→ Exercise requirements
Answer with one figure only, the number of lines below in which "asphalt" occurs.
[Data extracts — start]
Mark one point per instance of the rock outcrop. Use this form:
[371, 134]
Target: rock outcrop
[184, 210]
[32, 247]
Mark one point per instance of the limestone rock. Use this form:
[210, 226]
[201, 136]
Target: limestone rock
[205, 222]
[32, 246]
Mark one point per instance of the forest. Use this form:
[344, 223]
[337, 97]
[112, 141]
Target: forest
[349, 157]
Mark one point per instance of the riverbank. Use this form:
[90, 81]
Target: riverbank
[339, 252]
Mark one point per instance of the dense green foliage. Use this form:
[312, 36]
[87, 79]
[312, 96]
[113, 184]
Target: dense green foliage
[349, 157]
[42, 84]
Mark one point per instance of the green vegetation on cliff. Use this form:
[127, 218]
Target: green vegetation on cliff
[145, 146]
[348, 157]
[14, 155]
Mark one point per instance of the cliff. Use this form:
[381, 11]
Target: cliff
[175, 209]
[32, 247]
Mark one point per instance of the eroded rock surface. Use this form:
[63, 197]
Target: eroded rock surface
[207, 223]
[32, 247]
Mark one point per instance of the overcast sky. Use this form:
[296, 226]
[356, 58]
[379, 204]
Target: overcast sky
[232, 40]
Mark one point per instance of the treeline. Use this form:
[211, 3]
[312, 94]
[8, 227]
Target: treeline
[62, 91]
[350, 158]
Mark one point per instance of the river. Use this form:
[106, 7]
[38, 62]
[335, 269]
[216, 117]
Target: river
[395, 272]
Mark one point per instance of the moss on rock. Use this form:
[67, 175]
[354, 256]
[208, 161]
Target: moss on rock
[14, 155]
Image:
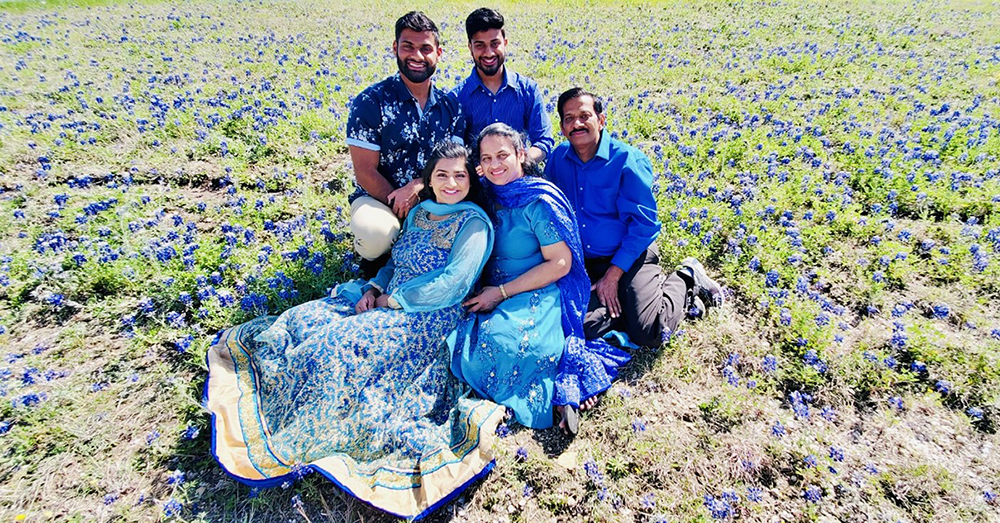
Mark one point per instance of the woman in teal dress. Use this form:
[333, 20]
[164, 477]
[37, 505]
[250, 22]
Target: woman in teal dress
[358, 386]
[524, 348]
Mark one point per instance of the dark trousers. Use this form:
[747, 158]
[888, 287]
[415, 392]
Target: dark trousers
[651, 303]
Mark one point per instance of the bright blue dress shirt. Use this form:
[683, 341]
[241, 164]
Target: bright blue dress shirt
[518, 103]
[612, 196]
[386, 118]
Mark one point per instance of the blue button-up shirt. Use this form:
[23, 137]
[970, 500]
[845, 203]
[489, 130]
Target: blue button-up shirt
[518, 103]
[386, 118]
[613, 198]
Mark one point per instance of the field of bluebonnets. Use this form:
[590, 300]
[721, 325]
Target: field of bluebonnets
[168, 169]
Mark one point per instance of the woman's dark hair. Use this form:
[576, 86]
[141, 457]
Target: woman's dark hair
[417, 22]
[517, 140]
[449, 150]
[484, 19]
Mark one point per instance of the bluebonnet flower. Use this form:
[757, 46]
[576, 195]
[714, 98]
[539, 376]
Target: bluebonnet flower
[940, 310]
[55, 299]
[770, 363]
[191, 432]
[172, 508]
[31, 399]
[718, 507]
[176, 478]
[731, 377]
[593, 473]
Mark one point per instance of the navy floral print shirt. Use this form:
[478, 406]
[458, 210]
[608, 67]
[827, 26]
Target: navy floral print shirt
[386, 118]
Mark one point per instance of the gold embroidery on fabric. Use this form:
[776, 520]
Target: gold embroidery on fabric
[441, 236]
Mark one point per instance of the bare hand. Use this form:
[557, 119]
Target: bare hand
[404, 198]
[366, 302]
[607, 290]
[485, 301]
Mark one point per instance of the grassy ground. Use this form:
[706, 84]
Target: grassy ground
[169, 169]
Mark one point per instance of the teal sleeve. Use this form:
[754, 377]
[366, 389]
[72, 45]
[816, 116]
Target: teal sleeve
[540, 223]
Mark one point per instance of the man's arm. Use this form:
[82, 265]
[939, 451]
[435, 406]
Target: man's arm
[366, 173]
[637, 209]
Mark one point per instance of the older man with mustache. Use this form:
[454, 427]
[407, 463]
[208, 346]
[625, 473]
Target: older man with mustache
[609, 185]
[390, 131]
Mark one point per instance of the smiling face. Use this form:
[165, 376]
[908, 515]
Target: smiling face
[416, 54]
[488, 48]
[450, 180]
[581, 125]
[500, 161]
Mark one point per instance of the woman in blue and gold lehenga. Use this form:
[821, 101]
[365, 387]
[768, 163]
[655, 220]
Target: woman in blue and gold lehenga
[358, 386]
[525, 347]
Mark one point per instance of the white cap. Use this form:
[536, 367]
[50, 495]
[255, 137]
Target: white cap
[374, 226]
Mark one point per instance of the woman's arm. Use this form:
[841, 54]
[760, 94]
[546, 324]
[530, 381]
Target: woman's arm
[446, 287]
[558, 261]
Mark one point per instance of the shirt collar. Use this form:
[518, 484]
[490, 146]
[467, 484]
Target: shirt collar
[508, 78]
[603, 149]
[404, 92]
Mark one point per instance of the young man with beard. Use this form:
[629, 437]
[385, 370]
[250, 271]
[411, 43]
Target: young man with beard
[493, 93]
[391, 129]
[609, 185]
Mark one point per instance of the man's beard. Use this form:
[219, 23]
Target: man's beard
[415, 76]
[490, 71]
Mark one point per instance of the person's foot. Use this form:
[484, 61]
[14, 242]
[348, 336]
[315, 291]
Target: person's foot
[569, 419]
[702, 285]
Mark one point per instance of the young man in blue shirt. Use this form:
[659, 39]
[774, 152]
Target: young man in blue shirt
[609, 184]
[391, 129]
[492, 93]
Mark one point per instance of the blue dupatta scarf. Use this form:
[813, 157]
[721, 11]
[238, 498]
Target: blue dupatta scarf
[587, 367]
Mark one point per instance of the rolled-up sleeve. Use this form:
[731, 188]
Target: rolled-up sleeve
[637, 209]
[364, 123]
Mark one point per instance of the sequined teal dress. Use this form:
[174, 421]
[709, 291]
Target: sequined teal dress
[367, 400]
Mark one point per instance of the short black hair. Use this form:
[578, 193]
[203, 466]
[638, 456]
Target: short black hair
[483, 19]
[418, 22]
[577, 92]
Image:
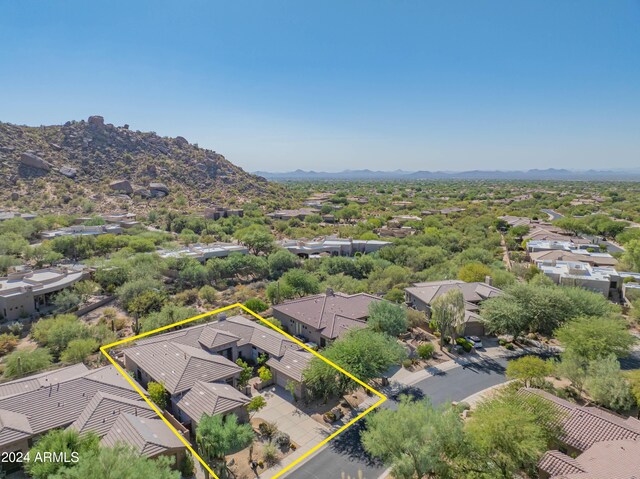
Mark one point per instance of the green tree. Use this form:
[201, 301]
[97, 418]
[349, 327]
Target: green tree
[386, 317]
[169, 314]
[158, 394]
[596, 337]
[509, 433]
[531, 370]
[146, 303]
[631, 255]
[265, 374]
[208, 294]
[280, 262]
[218, 436]
[301, 282]
[607, 386]
[573, 367]
[448, 312]
[130, 290]
[364, 353]
[246, 374]
[85, 289]
[8, 343]
[65, 441]
[416, 440]
[257, 238]
[539, 307]
[472, 272]
[66, 300]
[56, 333]
[22, 362]
[633, 377]
[78, 349]
[256, 305]
[256, 404]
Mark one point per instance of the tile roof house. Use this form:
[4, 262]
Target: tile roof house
[324, 317]
[212, 399]
[197, 364]
[421, 296]
[597, 444]
[178, 366]
[70, 397]
[618, 459]
[332, 245]
[149, 437]
[289, 368]
[103, 410]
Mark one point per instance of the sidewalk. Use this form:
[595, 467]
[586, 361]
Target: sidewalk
[404, 376]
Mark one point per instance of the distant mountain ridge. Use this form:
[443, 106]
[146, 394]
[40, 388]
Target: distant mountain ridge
[630, 174]
[101, 162]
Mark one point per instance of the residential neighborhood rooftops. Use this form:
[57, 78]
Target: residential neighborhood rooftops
[211, 398]
[292, 364]
[578, 255]
[583, 426]
[37, 381]
[60, 404]
[331, 313]
[202, 252]
[604, 460]
[578, 270]
[7, 215]
[103, 410]
[332, 245]
[179, 366]
[40, 281]
[472, 292]
[149, 437]
[248, 332]
[82, 230]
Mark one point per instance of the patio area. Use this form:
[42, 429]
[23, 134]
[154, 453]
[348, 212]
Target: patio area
[303, 430]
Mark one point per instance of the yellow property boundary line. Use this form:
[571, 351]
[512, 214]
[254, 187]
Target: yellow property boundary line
[104, 349]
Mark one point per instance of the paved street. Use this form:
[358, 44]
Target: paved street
[344, 454]
[553, 215]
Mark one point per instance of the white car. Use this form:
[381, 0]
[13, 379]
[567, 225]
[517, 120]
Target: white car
[475, 340]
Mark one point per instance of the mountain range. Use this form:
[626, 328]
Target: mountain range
[630, 174]
[93, 161]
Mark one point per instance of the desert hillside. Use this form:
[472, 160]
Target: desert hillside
[96, 165]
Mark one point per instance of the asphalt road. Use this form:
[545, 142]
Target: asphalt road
[Data extracts — finish]
→ Result below
2